▶ [Your task]:
Find every line in the items below that contains the word "stone", and copy each of those lines in full.
━━ Data supplied
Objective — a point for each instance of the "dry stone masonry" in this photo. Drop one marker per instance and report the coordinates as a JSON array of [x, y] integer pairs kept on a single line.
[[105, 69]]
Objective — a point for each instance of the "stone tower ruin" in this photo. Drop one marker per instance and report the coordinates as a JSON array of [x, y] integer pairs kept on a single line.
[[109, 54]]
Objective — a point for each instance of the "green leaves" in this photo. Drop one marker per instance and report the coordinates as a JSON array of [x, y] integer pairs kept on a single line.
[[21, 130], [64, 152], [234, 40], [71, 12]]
━━━━
━━ Data supplied
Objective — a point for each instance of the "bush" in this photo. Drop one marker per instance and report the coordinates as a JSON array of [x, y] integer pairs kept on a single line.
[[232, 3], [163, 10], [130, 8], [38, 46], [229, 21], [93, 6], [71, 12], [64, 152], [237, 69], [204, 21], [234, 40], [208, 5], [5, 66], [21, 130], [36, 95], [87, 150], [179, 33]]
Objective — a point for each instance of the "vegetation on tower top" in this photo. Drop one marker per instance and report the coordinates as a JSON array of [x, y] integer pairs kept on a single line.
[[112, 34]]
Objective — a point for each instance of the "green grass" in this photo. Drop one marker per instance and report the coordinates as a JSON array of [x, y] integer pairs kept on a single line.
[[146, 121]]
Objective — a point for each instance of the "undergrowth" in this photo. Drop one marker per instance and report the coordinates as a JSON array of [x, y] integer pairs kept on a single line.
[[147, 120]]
━━━━
━━ Data supplied
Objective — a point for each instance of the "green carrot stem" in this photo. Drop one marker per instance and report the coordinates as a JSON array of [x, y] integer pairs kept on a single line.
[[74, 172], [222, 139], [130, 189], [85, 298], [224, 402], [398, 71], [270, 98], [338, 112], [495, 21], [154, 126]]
━━━━
▶ [In response]:
Objective — a point for each instance of the "dry stone masonry" in this photo. Drop one marker per instance and report the coordinates as a JSON array of [x, y] integer pairs kept on a single line.
Objective — a point for each instance of the "stone tower ruin" in this photo. Drop one marker per instance and report the coordinates as a JSON array of [x, y] integer pairs kept on a single line.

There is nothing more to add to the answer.